**Objective:** Can you turn everything from the line containing "target: red tiled roof" down to the last line into a Markdown table with the columns Row and Line, skipping blank lines?

**Data excerpts:**
***
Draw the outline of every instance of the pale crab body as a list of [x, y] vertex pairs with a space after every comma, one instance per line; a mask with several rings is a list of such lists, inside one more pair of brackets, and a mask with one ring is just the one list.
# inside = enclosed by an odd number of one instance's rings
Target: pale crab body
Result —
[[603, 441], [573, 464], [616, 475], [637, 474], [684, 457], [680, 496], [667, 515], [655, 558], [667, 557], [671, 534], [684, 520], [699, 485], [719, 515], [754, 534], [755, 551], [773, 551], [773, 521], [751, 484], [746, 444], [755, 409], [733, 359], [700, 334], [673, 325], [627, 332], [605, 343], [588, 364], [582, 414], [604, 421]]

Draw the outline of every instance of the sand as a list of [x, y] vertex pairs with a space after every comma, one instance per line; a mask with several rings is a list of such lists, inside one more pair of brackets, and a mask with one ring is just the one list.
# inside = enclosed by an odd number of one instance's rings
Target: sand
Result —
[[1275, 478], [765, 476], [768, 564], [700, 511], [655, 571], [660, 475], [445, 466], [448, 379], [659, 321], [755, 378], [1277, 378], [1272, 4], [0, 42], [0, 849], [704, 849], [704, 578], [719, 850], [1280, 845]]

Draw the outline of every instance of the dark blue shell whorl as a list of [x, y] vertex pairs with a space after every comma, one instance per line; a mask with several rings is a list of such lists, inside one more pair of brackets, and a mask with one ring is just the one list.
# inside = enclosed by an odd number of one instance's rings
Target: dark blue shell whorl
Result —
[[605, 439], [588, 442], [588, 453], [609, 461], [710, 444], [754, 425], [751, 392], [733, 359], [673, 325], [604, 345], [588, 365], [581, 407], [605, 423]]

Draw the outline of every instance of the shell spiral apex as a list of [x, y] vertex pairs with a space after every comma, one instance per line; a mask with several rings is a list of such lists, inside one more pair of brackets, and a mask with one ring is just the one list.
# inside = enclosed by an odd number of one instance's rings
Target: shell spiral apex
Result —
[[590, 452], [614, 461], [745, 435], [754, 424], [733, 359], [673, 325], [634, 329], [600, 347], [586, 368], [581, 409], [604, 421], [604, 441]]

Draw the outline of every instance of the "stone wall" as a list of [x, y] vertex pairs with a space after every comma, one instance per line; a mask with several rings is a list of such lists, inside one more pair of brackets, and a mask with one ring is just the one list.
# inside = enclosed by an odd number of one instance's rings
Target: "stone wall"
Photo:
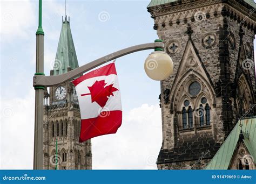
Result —
[[[214, 156], [236, 123], [232, 88], [241, 47], [241, 29], [237, 20], [242, 19], [245, 13], [249, 13], [250, 11], [237, 3], [232, 3], [232, 1], [227, 3], [207, 1], [202, 4], [199, 1], [182, 1], [149, 9], [154, 18], [154, 29], [159, 38], [164, 40], [165, 51], [170, 54], [174, 65], [173, 74], [161, 81], [163, 144], [157, 161], [159, 169], [190, 169], [191, 164], [208, 151], [209, 154], [201, 159], [201, 164], [193, 167], [202, 169]], [[237, 18], [234, 18], [235, 16]], [[255, 19], [253, 15], [247, 19], [247, 25], [241, 27], [245, 32], [243, 43], [248, 43], [252, 49]], [[248, 24], [250, 25], [249, 27]], [[235, 42], [234, 46], [232, 45], [231, 39]], [[208, 41], [211, 44], [207, 45]], [[177, 109], [180, 103], [177, 96], [172, 95], [176, 90], [174, 88], [178, 86], [177, 83], [181, 81], [184, 77], [180, 74], [180, 70], [184, 70], [180, 65], [186, 62], [184, 60], [187, 54], [186, 52], [189, 51], [186, 49], [191, 43], [197, 54], [191, 57], [201, 64], [190, 68], [190, 71], [194, 74], [191, 75], [190, 80], [205, 81], [207, 90], [201, 93], [213, 96], [210, 104], [212, 118], [210, 125], [200, 127], [194, 121], [193, 128], [183, 130], [180, 110]], [[253, 54], [250, 57], [253, 61]], [[253, 68], [250, 68], [252, 94], [255, 88], [254, 68], [254, 65]], [[185, 76], [186, 70], [182, 71]], [[202, 74], [199, 79], [196, 76], [198, 73]], [[184, 93], [186, 88], [181, 88], [183, 90], [179, 93]], [[171, 90], [167, 102], [164, 98], [164, 91], [166, 89]], [[254, 100], [250, 102], [254, 103]], [[193, 110], [194, 114], [196, 107]]]

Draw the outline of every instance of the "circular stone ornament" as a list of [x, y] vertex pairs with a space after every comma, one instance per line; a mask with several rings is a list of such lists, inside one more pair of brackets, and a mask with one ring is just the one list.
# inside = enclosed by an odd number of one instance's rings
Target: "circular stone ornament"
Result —
[[201, 85], [198, 82], [193, 82], [188, 87], [188, 93], [192, 96], [197, 95], [201, 91]]

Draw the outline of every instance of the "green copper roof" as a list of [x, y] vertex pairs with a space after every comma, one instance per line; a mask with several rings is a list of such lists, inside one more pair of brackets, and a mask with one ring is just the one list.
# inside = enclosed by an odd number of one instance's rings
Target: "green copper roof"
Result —
[[[250, 154], [256, 158], [256, 118], [241, 121], [243, 141]], [[239, 138], [240, 127], [239, 122], [227, 137], [214, 157], [207, 166], [206, 169], [227, 169]], [[255, 159], [256, 160], [256, 159]], [[256, 160], [254, 160], [254, 162]]]
[[150, 4], [147, 6], [147, 8], [151, 6], [157, 6], [161, 4], [166, 4], [169, 3], [175, 2], [178, 0], [151, 0]]
[[53, 75], [66, 73], [68, 67], [70, 67], [72, 69], [78, 68], [78, 62], [69, 21], [68, 21], [66, 16], [64, 21], [62, 22], [62, 31], [53, 66]]
[[[177, 2], [178, 0], [151, 0], [151, 2], [147, 6], [147, 8], [159, 5], [162, 5], [166, 3]], [[256, 4], [253, 0], [244, 0], [247, 4], [250, 4], [254, 8], [256, 8]]]

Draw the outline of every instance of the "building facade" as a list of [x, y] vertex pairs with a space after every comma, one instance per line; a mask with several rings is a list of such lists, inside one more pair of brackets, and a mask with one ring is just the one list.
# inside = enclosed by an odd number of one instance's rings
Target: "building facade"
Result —
[[[51, 75], [78, 67], [69, 20], [65, 16]], [[80, 115], [73, 84], [53, 86], [44, 95], [44, 169], [91, 169], [91, 140], [79, 143]]]
[[172, 58], [161, 81], [158, 169], [203, 169], [238, 119], [255, 114], [250, 0], [151, 1], [153, 29]]

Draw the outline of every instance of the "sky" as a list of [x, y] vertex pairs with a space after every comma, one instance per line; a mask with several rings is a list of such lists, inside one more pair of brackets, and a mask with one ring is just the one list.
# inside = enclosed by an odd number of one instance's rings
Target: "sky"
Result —
[[[67, 0], [79, 66], [158, 38], [147, 11], [150, 1]], [[32, 169], [38, 1], [1, 0], [1, 3], [0, 168]], [[63, 16], [64, 0], [43, 1], [48, 75], [53, 67]], [[151, 52], [116, 60], [123, 124], [116, 134], [92, 139], [93, 169], [157, 169], [161, 145], [160, 82], [150, 79], [144, 70]]]

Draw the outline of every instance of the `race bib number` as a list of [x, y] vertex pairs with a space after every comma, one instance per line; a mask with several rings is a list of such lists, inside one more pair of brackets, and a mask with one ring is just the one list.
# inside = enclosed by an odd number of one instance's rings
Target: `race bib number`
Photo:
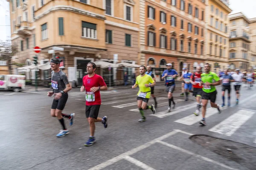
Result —
[[94, 92], [87, 91], [85, 94], [85, 99], [87, 102], [94, 102], [95, 101]]
[[204, 85], [204, 88], [205, 90], [210, 90], [211, 88], [210, 85]]
[[56, 81], [52, 80], [52, 87], [54, 90], [58, 90], [58, 82]]
[[143, 98], [145, 98], [146, 96], [147, 95], [147, 93], [140, 92], [138, 95], [138, 97], [142, 97]]
[[223, 83], [228, 83], [229, 82], [229, 79], [222, 79], [222, 82]]
[[172, 76], [167, 76], [166, 77], [166, 80], [172, 80], [173, 78]]

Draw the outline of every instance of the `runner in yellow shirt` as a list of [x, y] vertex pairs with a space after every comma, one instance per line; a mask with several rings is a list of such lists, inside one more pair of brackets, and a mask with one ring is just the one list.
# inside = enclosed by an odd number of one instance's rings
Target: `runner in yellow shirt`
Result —
[[151, 94], [151, 87], [155, 85], [156, 83], [151, 76], [145, 74], [146, 70], [146, 67], [145, 66], [141, 65], [140, 67], [140, 75], [137, 76], [135, 84], [132, 86], [132, 88], [135, 88], [138, 86], [140, 88], [137, 94], [138, 108], [142, 116], [142, 118], [138, 120], [140, 122], [143, 122], [146, 120], [146, 117], [144, 116], [143, 109], [150, 109], [153, 114], [156, 113], [156, 110], [153, 105], [151, 105], [151, 106], [147, 105]]

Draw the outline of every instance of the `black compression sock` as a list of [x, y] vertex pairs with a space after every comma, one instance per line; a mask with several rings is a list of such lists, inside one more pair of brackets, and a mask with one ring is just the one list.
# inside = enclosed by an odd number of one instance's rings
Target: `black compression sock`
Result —
[[65, 124], [64, 123], [64, 119], [63, 118], [61, 118], [61, 119], [58, 119], [59, 121], [60, 121], [60, 123], [61, 123], [61, 125], [62, 126], [62, 128], [63, 128], [64, 130], [66, 130], [66, 127], [65, 127]]

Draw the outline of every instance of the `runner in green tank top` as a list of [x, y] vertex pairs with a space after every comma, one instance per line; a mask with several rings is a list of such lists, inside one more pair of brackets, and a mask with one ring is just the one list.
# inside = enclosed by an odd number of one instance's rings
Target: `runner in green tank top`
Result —
[[204, 125], [206, 125], [205, 122], [205, 112], [206, 107], [208, 100], [210, 100], [211, 106], [216, 108], [219, 112], [219, 114], [221, 113], [219, 106], [215, 103], [217, 91], [215, 85], [221, 84], [220, 78], [215, 73], [210, 71], [211, 65], [209, 63], [204, 65], [205, 72], [201, 74], [201, 82], [199, 85], [203, 85], [203, 92], [202, 93], [202, 120], [199, 122], [199, 124]]

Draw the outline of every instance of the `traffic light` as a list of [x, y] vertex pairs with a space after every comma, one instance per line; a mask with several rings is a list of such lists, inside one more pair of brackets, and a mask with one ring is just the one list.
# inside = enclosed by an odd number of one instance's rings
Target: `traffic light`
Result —
[[38, 64], [37, 60], [38, 58], [38, 57], [37, 56], [34, 56], [33, 57], [33, 58], [34, 58], [34, 64], [35, 64], [35, 65], [37, 65], [37, 64]]

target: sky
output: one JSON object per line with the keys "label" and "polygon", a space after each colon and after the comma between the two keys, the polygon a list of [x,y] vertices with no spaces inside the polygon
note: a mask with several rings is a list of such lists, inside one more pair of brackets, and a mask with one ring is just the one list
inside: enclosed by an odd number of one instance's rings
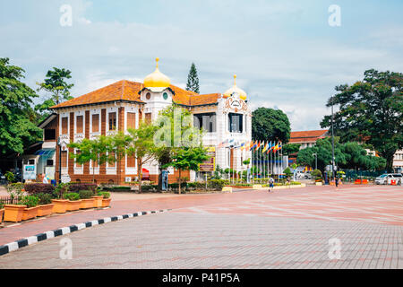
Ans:
{"label": "sky", "polygon": [[[71,26],[60,23],[65,4]],[[329,24],[332,4],[339,26]],[[157,57],[184,88],[194,62],[201,93],[223,93],[236,74],[253,109],[283,110],[294,131],[319,129],[336,85],[372,68],[403,72],[402,11],[401,0],[2,0],[0,57],[31,88],[54,66],[71,70],[74,97],[142,82]]]}

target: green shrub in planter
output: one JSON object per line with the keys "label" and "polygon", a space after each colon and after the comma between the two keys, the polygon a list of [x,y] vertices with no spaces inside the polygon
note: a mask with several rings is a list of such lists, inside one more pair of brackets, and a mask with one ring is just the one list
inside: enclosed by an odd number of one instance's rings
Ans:
{"label": "green shrub in planter", "polygon": [[39,203],[39,198],[35,196],[23,196],[21,201],[21,205],[27,205],[28,208],[35,207]]}
{"label": "green shrub in planter", "polygon": [[99,192],[98,195],[104,196],[105,199],[110,197],[110,193],[106,191]]}
{"label": "green shrub in planter", "polygon": [[221,190],[226,184],[227,180],[225,179],[211,179],[208,181],[207,187],[214,190]]}
{"label": "green shrub in planter", "polygon": [[91,190],[80,190],[79,191],[80,199],[88,199],[94,196]]}
{"label": "green shrub in planter", "polygon": [[50,194],[55,191],[55,187],[47,183],[27,183],[24,185],[25,191],[30,195]]}
{"label": "green shrub in planter", "polygon": [[50,204],[52,203],[52,195],[51,194],[40,193],[40,194],[38,194],[37,196],[39,199],[40,205]]}
{"label": "green shrub in planter", "polygon": [[77,201],[80,200],[80,195],[75,192],[70,192],[64,195],[64,199],[68,199],[70,201]]}

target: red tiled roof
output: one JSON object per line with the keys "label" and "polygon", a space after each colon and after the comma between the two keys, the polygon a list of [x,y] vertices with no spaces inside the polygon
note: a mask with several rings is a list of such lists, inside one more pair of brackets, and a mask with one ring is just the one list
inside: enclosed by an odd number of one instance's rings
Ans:
{"label": "red tiled roof", "polygon": [[[106,87],[95,90],[82,96],[62,102],[51,109],[89,105],[113,100],[132,100],[143,102],[140,100],[139,91],[143,89],[141,83],[122,80]],[[219,93],[200,95],[192,91],[186,91],[179,87],[170,85],[174,91],[173,101],[186,106],[206,105],[216,103]]]}
{"label": "red tiled roof", "polygon": [[291,132],[289,144],[296,143],[314,143],[318,138],[326,137],[328,129],[321,129],[314,131],[300,131]]}

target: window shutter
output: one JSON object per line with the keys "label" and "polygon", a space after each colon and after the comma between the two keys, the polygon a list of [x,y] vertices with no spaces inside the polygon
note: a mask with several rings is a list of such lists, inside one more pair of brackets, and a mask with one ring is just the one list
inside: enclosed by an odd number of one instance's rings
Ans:
{"label": "window shutter", "polygon": [[99,132],[99,115],[92,115],[92,133]]}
***
**Exercise answer:**
| Row | Line |
|---|---|
| 1 | target: red tiled roof |
| 2 | output: one JSON object per line with the keys "label" and "polygon", a space after each colon and after the comma between the two keys, the polygon a list of [x,y] vertices with no spaces inside the polygon |
| 3 | note: a mask with several rings is a list of such lists, inside one more pair of brackets, and a mask with one ring is just the one list |
| 4 | inside: enclosed by an odd number of one instance's rings |
| 5 | Ans: |
| 6 | {"label": "red tiled roof", "polygon": [[[106,87],[95,90],[82,96],[62,102],[51,109],[89,105],[113,100],[132,100],[143,102],[140,100],[139,91],[143,89],[141,83],[122,80]],[[219,93],[200,95],[192,91],[186,91],[179,87],[170,85],[174,91],[173,101],[186,106],[206,105],[216,103]]]} |
| 7 | {"label": "red tiled roof", "polygon": [[291,132],[289,144],[296,143],[314,143],[318,138],[326,137],[328,129],[321,129],[314,131],[300,131]]} |
| 8 | target: window shutter |
| 9 | output: one JSON object per line with the keys "label" and "polygon", a space after each colon and after the comma between the two keys, the polygon a list of [x,y] vertices with no spaces inside the polygon |
| 10 | note: a mask with several rings is a list of such lists, inside one more pair of brackets, and a mask with one ring is just the one list |
| 11 | inside: enclosed by an odd number of one instance's rings |
| 12 | Ans: |
| 13 | {"label": "window shutter", "polygon": [[99,132],[99,115],[92,115],[92,133]]} |